==== Supplied material
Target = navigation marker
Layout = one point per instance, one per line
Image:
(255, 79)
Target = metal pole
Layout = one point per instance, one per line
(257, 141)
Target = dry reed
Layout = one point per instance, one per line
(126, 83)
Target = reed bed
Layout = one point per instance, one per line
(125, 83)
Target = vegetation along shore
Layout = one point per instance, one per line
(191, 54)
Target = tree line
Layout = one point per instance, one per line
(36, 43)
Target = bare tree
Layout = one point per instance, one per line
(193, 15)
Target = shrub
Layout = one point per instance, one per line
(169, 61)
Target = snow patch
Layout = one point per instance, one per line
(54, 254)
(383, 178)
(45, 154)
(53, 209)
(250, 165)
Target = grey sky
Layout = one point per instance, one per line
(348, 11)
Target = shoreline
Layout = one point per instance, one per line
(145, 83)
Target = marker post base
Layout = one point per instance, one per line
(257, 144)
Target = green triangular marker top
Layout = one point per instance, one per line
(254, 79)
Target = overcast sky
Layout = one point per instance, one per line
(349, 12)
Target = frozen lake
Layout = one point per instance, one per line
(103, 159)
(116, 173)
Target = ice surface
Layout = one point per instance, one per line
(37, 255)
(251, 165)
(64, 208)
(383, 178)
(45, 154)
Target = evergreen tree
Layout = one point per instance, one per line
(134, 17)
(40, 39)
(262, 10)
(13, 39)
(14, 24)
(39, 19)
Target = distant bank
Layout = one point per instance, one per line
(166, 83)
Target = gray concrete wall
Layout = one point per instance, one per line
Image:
========
==== Supplied material
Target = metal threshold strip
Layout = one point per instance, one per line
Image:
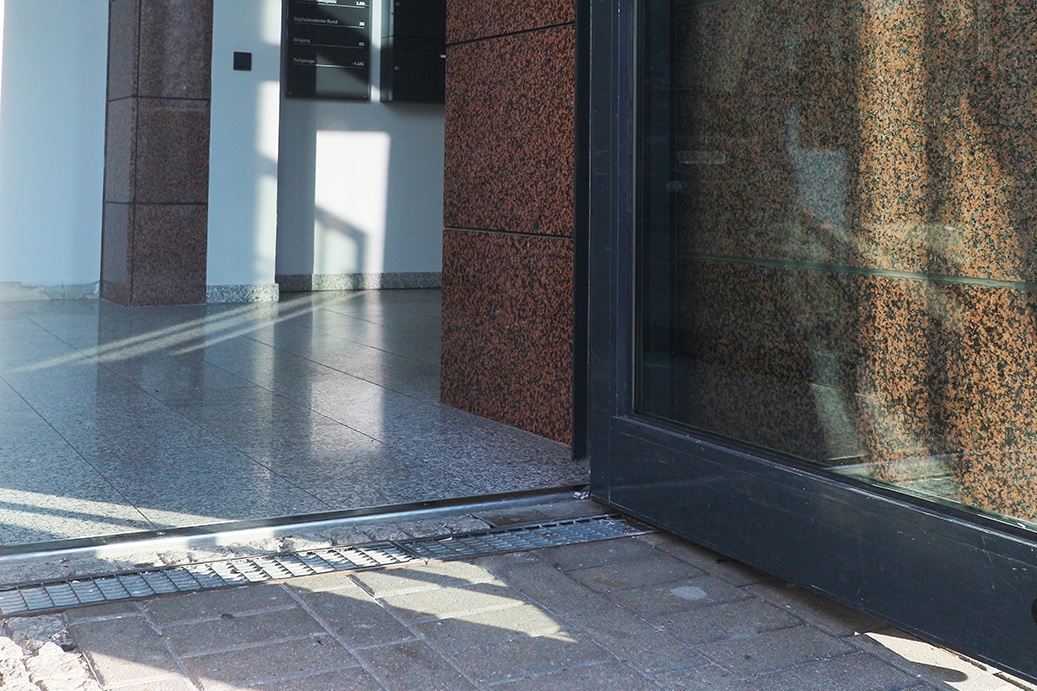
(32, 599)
========
▶ **Instructions for the task**
Gather every line of the data above that contains the string "marker", and copy each such line in full.

▶ **Solution to this exercise**
Target = navigation marker
Target = marker post base
Target = green triangular marker top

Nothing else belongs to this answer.